[Task data Boundary: Start]

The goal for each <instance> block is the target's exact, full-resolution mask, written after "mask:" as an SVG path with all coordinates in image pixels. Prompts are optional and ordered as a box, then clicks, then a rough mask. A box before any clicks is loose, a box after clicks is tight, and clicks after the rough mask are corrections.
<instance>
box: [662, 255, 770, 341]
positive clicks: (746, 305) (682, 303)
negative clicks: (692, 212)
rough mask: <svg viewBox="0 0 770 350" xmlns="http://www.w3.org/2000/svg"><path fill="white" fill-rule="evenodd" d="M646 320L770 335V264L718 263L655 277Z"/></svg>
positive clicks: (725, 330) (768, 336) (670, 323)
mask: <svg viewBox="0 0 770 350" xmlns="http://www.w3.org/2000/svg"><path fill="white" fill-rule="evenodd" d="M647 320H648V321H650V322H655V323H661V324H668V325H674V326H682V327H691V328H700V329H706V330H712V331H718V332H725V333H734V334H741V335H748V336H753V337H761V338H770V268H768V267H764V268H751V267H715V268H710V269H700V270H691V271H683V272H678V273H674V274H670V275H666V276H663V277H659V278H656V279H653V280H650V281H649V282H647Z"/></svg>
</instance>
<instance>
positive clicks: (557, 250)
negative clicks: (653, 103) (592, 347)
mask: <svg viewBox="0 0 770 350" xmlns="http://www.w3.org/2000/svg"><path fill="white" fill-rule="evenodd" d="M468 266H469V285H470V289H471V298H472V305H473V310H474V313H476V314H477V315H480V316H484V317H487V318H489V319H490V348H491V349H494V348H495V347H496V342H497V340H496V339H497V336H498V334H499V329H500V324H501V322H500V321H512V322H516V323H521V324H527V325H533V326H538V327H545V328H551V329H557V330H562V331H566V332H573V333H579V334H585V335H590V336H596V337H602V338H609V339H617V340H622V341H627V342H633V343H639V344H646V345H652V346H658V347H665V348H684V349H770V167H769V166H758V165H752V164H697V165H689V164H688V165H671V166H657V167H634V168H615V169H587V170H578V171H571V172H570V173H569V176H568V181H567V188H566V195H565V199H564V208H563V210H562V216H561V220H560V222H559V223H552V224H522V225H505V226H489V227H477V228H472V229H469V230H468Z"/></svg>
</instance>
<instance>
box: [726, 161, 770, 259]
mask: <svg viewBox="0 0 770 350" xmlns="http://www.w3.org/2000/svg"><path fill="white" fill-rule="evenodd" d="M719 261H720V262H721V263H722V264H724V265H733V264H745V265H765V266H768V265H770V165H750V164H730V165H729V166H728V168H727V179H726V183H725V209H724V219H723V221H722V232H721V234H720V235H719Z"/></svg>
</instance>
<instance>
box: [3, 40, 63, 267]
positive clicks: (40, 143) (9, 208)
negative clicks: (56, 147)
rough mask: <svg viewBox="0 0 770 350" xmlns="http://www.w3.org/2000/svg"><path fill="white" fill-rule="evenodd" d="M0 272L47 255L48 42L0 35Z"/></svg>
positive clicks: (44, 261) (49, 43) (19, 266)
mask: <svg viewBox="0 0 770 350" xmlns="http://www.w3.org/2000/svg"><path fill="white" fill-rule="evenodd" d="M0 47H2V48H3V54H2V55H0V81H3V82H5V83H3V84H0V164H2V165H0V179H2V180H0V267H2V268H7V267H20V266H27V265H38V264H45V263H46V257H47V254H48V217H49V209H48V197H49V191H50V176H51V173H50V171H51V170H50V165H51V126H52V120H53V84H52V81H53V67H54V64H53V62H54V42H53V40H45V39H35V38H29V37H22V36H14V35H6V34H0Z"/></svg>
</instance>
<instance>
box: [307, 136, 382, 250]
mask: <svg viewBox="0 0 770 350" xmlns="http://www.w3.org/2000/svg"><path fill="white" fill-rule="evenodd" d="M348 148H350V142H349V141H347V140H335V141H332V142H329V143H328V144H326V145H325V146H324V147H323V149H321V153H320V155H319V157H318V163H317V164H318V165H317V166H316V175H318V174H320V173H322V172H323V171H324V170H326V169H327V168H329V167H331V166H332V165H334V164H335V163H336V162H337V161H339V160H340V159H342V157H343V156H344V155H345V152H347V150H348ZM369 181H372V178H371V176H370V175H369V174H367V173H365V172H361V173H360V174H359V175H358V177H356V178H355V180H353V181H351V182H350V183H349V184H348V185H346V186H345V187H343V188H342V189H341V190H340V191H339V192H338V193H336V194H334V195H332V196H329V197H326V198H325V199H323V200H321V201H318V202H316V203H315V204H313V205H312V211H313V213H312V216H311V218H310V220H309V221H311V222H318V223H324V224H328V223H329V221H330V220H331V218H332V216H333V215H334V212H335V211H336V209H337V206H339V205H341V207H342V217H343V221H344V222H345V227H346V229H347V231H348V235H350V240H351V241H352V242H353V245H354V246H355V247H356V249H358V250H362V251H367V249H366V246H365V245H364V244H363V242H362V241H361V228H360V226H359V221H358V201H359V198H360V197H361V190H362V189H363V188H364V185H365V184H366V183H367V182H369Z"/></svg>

[Task data Boundary: End]

What to do:
Some lines of the records may hold the word "rough". How many do? Answer with a number and nothing else.

Reply to the task:
3